▼

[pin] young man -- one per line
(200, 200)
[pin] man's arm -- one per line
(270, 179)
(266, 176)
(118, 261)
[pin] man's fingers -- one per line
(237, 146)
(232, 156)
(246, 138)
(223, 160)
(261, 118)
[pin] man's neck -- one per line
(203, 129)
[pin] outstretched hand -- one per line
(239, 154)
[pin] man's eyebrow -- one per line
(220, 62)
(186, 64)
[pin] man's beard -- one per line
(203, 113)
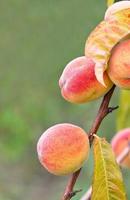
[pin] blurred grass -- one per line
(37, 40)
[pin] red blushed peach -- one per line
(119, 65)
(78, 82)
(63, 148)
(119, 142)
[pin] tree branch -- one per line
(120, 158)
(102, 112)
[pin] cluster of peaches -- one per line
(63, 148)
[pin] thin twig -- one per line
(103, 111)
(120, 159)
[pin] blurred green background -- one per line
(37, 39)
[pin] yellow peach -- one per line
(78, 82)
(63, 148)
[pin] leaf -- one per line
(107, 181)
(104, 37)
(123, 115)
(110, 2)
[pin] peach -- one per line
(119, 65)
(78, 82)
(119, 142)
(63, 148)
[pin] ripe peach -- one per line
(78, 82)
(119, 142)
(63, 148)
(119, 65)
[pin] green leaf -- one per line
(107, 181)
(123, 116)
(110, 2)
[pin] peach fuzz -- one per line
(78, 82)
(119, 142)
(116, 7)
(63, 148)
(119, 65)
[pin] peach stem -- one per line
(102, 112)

▲
▼

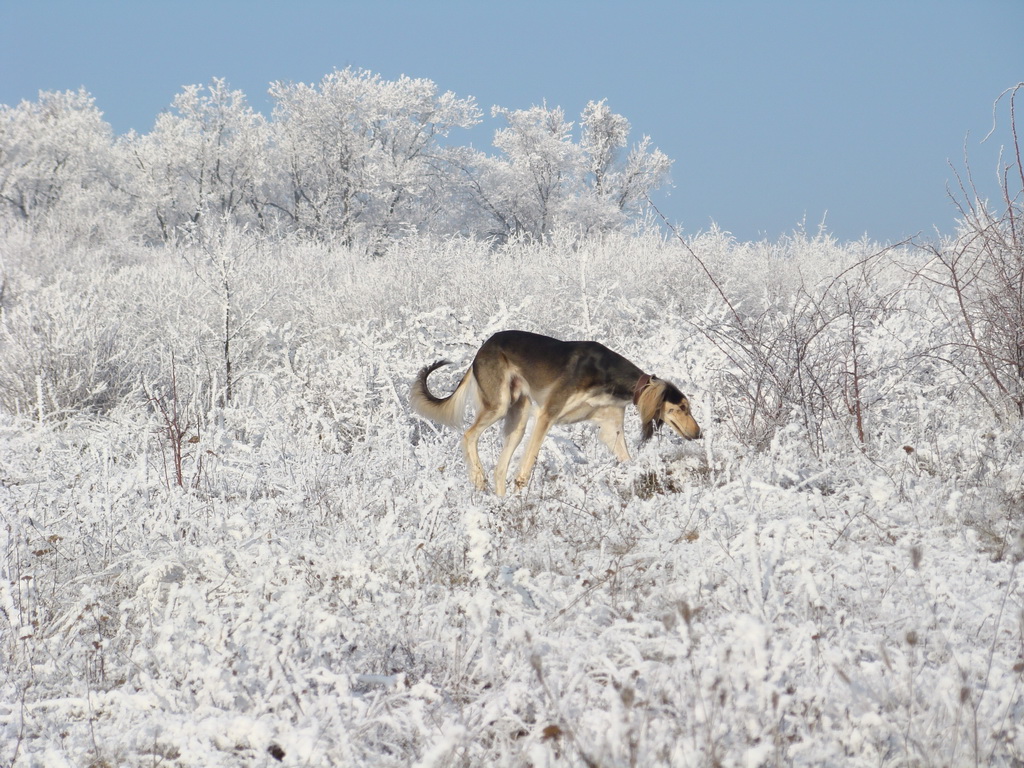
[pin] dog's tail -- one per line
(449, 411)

▲
▼

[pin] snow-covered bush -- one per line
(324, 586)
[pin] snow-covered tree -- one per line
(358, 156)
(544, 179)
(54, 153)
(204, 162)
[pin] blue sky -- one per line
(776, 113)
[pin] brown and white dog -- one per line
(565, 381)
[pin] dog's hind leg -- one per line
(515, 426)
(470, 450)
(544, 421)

▲

Exercise directions
Which lines of the entries above contain the word "covered"? Copy each one in full.

Response to this exercise
[pin] snow-covered bush -- one per line
[pin] snow-covered tree -- one per line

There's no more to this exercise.